▸ **PROVIDED PASSAGE**:
US Pharm. 2022;47(2):4.

ABSTRACT: Homozygous familial hypercholesterolemia (HoFH) is an inherited disorder characterized by dangerously elevated low-density lipoprotein (LDL) levels. Untreated, it leads to the rapid development of atherosclerosis. Treatment consists of both pharmacologic and nonpharmacologic therapies. It is difficult to reach therapeutic goals in this patient population due to the need for drastic reductions in LDL cholesterol levels. Fortunately, newer therapies make reaching these goals more feasible. Pharmacists can play a large part in educating patients with HoFH about the importance of treatment, as well as ensuring proper drug dosing, administration, and monitoring.

▸ **QUESTIONS**:
A: Reproduce everything in the HoFH abstract from "US Pharm. 2022;47(2):4." down to "administration, and monitoring.", swapping "Pharmacists" for "Clinical pharmacists".
B: Condense the paragraph of the HoFH abstract that begins "ABSTRACT: Homozygous familial hypercholesterolemia" into a short bulleted list that keeps its main facts.

▸ **DATASET**:

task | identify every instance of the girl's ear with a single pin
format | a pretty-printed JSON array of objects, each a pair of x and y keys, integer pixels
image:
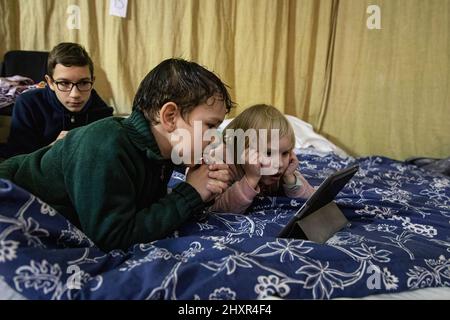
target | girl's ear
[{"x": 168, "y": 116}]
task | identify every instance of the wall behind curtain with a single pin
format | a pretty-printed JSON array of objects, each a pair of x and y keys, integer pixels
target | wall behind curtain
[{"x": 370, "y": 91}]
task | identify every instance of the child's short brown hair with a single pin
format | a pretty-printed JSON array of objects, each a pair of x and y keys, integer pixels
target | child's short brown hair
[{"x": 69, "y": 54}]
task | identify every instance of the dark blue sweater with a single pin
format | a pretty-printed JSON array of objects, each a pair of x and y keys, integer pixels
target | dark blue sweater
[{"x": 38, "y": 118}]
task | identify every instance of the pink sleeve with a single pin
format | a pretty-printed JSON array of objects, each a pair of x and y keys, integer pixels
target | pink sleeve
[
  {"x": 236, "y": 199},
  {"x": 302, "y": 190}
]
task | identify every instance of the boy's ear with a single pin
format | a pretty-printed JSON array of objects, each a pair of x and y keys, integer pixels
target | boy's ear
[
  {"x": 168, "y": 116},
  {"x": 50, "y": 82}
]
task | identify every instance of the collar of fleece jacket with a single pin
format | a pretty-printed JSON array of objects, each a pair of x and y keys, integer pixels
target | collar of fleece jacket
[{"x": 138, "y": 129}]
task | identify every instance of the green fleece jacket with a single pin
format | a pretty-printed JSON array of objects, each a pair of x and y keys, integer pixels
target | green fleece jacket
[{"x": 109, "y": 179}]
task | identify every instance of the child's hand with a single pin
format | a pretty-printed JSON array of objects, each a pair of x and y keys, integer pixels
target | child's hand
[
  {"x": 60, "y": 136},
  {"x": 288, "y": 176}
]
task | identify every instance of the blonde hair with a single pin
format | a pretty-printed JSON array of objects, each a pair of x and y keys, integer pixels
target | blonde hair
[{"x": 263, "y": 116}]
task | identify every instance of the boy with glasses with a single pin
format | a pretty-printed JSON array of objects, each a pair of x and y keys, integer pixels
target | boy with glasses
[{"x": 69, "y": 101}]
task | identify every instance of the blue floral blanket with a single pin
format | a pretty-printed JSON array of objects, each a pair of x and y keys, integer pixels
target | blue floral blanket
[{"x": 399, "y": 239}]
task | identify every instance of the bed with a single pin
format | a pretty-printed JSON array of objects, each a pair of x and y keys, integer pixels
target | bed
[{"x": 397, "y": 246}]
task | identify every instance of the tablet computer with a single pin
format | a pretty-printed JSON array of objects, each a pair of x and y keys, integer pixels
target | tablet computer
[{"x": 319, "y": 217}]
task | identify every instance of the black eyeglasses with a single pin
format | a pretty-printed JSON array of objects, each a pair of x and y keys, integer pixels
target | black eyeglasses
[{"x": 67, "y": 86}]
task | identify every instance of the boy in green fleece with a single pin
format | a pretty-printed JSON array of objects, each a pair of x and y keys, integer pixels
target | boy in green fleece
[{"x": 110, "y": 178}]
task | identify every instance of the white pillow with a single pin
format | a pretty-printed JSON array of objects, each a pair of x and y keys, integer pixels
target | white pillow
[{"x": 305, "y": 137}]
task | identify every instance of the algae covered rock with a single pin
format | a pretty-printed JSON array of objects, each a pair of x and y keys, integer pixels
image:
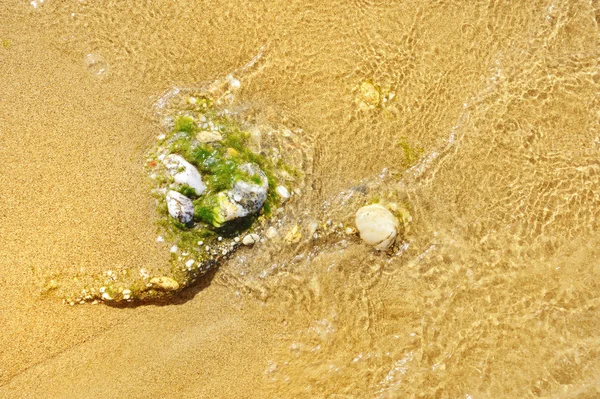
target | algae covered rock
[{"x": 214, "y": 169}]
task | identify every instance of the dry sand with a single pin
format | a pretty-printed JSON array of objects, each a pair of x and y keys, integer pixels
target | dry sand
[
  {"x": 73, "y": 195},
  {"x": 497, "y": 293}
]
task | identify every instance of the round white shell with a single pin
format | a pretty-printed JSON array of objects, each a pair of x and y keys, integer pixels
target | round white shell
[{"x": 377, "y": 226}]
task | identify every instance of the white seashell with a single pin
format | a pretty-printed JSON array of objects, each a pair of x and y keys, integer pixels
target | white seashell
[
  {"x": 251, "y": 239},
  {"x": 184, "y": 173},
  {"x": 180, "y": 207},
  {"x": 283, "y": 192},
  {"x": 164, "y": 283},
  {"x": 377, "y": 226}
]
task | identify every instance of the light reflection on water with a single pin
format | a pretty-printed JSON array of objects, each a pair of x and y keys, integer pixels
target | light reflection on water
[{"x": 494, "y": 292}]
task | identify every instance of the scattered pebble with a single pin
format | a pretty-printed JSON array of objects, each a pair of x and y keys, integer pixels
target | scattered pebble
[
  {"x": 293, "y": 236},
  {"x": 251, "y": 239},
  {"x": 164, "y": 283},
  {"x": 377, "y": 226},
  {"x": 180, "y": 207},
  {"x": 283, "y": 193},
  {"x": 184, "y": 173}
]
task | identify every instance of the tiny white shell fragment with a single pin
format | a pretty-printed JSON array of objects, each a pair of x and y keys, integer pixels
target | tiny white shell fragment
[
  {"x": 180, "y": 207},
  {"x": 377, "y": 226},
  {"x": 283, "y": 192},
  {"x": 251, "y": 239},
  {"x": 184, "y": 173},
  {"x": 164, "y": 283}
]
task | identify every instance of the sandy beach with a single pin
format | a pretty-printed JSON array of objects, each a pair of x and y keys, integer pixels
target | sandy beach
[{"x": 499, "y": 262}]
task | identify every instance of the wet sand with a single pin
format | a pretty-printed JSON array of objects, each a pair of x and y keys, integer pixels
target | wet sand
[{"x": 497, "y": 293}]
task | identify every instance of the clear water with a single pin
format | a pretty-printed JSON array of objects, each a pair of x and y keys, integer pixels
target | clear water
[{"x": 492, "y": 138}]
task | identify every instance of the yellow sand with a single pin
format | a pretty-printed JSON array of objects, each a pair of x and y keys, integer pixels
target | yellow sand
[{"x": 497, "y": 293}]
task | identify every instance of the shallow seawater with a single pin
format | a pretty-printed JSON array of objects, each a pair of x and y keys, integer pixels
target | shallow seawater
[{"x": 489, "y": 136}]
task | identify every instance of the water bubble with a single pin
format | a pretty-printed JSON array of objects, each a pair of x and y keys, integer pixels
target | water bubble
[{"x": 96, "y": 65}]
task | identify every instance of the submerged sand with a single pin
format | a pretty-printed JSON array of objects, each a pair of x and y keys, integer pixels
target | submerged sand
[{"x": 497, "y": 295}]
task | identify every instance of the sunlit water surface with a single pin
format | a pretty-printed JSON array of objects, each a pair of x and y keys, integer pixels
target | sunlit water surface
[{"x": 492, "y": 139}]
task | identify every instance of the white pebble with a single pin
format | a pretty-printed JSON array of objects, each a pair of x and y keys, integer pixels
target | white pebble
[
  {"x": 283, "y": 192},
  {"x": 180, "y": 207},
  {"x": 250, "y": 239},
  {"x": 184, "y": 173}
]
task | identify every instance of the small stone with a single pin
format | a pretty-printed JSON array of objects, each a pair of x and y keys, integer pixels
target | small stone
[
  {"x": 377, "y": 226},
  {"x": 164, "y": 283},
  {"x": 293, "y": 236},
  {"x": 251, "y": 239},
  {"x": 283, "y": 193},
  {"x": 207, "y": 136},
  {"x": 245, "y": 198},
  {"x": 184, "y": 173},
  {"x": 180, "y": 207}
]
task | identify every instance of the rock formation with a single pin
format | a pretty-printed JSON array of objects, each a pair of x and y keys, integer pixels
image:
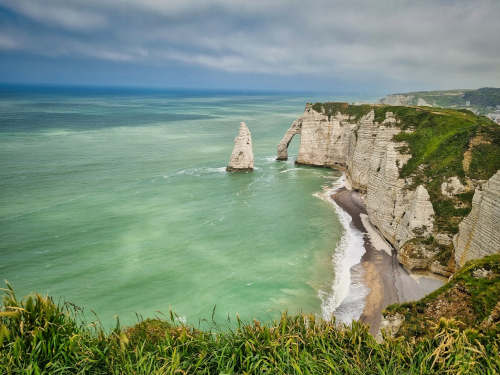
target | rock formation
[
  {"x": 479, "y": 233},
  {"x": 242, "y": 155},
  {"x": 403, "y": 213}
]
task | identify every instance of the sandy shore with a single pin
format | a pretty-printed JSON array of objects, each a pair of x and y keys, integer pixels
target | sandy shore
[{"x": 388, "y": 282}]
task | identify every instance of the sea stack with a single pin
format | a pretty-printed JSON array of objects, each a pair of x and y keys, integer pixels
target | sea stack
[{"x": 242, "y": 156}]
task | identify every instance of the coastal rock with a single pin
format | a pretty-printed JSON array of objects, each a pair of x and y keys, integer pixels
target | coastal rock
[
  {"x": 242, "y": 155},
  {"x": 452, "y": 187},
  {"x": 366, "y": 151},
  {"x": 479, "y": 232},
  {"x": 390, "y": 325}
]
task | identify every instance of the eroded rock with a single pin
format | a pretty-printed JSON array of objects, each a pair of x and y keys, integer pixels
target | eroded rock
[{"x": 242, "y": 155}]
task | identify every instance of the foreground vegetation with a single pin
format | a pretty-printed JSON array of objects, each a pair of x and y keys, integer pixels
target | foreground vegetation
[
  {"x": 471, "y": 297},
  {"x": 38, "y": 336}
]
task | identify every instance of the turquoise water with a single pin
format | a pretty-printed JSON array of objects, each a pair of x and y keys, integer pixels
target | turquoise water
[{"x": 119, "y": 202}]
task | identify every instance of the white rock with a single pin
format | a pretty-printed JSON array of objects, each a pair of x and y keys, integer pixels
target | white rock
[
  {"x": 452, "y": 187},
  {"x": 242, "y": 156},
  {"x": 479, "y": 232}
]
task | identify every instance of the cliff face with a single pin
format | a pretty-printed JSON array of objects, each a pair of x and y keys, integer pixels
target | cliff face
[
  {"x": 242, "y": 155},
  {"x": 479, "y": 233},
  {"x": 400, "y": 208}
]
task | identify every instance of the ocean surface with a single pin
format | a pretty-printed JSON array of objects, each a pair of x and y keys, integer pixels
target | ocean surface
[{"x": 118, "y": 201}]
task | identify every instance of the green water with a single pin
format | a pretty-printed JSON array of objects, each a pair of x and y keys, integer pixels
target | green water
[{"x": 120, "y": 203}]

▸ **RESPONSES TO THE EXERCISE**:
A:
US Pharm. 2022;47(2):4.

ABSTRACT: Homozygous familial hypercholesterolemia (HoFH) is an inherited disorder characterized by dangerously elevated low-density lipoprotein (LDL) levels. Untreated, it leads to the rapid development of atherosclerosis. Treatment consists of both pharmacologic and nonpharmacologic therapies. It is difficult to reach therapeutic goals in this patient population due to the need for drastic reductions in LDL cholesterol levels. Fortunately, newer therapies make reaching these goals more feasible. Clinical pharmacists can play a large part in educating patients with HoFH about the importance of treatment, as well as ensuring proper drug dosing, administration, and monitoring.

B:
- Homozygous familial hypercholesterolemia (HoFH) is an inherited disorder with dangerously high LDL levels.
- Without treatment, atherosclerosis develops rapidly.
- Treatment combines pharmacologic and nonpharmacologic therapies.
- Therapeutic goals are hard to reach because LDL cholesterol must be cut drastically, but newer therapies make this more feasible.
- Pharmacists can educate patients on the importance of treatment and ensure proper drug dosing, administration, and monitoring.